Recorded data>
========================

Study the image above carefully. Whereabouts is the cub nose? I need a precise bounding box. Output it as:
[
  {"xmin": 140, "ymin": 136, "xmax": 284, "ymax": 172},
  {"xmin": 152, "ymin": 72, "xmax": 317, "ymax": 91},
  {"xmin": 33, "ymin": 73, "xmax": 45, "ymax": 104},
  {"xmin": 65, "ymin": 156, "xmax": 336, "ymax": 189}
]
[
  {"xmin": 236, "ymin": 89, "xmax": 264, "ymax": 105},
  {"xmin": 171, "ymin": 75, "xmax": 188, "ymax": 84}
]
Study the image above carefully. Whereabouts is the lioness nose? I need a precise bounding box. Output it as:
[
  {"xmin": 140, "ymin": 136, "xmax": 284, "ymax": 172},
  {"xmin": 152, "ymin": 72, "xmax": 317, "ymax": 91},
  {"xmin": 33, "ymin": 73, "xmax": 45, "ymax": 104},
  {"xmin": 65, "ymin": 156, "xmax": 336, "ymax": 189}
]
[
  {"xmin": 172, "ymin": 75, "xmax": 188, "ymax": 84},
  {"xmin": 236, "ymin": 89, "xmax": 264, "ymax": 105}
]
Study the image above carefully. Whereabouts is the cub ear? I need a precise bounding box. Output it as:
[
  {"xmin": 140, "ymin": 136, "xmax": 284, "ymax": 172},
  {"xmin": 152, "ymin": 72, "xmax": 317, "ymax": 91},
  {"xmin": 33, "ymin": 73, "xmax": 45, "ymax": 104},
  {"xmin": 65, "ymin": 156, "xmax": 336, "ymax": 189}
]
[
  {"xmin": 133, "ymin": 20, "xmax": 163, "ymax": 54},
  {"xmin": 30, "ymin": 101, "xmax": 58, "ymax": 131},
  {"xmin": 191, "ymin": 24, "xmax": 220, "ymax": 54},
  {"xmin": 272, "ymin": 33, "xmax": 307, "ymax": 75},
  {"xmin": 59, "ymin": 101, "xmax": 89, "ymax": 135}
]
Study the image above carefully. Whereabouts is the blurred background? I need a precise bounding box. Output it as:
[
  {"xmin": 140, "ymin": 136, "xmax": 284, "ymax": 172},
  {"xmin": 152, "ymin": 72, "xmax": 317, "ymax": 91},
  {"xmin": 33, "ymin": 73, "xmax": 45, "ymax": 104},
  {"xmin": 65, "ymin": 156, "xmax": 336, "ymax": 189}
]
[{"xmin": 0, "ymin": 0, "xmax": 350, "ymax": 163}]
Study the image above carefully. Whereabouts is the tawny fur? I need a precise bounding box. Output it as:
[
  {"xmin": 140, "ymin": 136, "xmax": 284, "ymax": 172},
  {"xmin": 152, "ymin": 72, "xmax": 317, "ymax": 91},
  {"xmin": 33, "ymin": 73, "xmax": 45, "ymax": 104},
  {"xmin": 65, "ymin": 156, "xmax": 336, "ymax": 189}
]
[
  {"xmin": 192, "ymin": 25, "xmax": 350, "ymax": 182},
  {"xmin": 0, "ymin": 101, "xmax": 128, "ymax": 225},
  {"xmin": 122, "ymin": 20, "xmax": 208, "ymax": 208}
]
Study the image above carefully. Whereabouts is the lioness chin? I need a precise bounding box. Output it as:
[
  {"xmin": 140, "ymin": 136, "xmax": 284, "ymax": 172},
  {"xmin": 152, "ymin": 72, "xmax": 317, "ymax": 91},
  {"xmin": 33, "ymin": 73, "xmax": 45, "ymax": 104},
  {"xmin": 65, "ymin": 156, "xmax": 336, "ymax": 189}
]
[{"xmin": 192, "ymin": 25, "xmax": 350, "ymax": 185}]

========================

Repeat all of the lines above word for word, keeping every character the same.

Result of this exercise>
Study the image above carefully. Whereabouts is the cub nose? I need a precise bounding box. Output it as:
[
  {"xmin": 140, "ymin": 136, "xmax": 284, "ymax": 172},
  {"xmin": 152, "ymin": 72, "xmax": 317, "ymax": 91},
  {"xmin": 33, "ymin": 73, "xmax": 45, "ymax": 104},
  {"xmin": 65, "ymin": 156, "xmax": 336, "ymax": 189}
]
[
  {"xmin": 236, "ymin": 89, "xmax": 264, "ymax": 105},
  {"xmin": 171, "ymin": 75, "xmax": 188, "ymax": 84}
]
Study the image above carefully. Whereabouts is the lioness nose? I need a precise bounding box. Output it as:
[
  {"xmin": 140, "ymin": 136, "xmax": 284, "ymax": 172},
  {"xmin": 152, "ymin": 72, "xmax": 317, "ymax": 91},
  {"xmin": 33, "ymin": 73, "xmax": 45, "ymax": 104},
  {"xmin": 65, "ymin": 156, "xmax": 336, "ymax": 189}
]
[
  {"xmin": 172, "ymin": 75, "xmax": 188, "ymax": 84},
  {"xmin": 236, "ymin": 89, "xmax": 264, "ymax": 105}
]
Study the image above carefully. Whereabouts is the cub ear? I need a precise bounding box. Output it as:
[
  {"xmin": 140, "ymin": 136, "xmax": 284, "ymax": 172},
  {"xmin": 152, "ymin": 72, "xmax": 317, "ymax": 91},
  {"xmin": 33, "ymin": 73, "xmax": 45, "ymax": 104},
  {"xmin": 65, "ymin": 156, "xmax": 336, "ymax": 189}
]
[
  {"xmin": 133, "ymin": 20, "xmax": 163, "ymax": 54},
  {"xmin": 30, "ymin": 101, "xmax": 58, "ymax": 131},
  {"xmin": 191, "ymin": 24, "xmax": 220, "ymax": 54},
  {"xmin": 272, "ymin": 33, "xmax": 307, "ymax": 75},
  {"xmin": 59, "ymin": 101, "xmax": 89, "ymax": 135}
]
Study the image above carefully. Whereabouts is the blurred background? I need a precise bounding box. Output it as:
[
  {"xmin": 140, "ymin": 136, "xmax": 284, "ymax": 172},
  {"xmin": 152, "ymin": 72, "xmax": 317, "ymax": 91},
  {"xmin": 33, "ymin": 73, "xmax": 45, "ymax": 104},
  {"xmin": 65, "ymin": 156, "xmax": 336, "ymax": 189}
]
[{"xmin": 0, "ymin": 0, "xmax": 350, "ymax": 163}]
Study the image above carefully. Whereabouts is the tawny fur? I need a precise bounding box. Output it as:
[
  {"xmin": 140, "ymin": 136, "xmax": 284, "ymax": 172},
  {"xmin": 152, "ymin": 72, "xmax": 317, "ymax": 91},
  {"xmin": 33, "ymin": 73, "xmax": 45, "ymax": 104},
  {"xmin": 65, "ymin": 156, "xmax": 336, "ymax": 189}
]
[
  {"xmin": 192, "ymin": 25, "xmax": 350, "ymax": 182},
  {"xmin": 0, "ymin": 101, "xmax": 128, "ymax": 225},
  {"xmin": 122, "ymin": 20, "xmax": 208, "ymax": 208}
]
Study the image above carefully. Whereabouts is the lioness chin? I need a precise bounding box. Output it as:
[
  {"xmin": 140, "ymin": 136, "xmax": 284, "ymax": 172},
  {"xmin": 152, "ymin": 72, "xmax": 317, "ymax": 91},
  {"xmin": 33, "ymin": 73, "xmax": 45, "ymax": 104},
  {"xmin": 65, "ymin": 156, "xmax": 336, "ymax": 189}
]
[{"xmin": 192, "ymin": 25, "xmax": 350, "ymax": 185}]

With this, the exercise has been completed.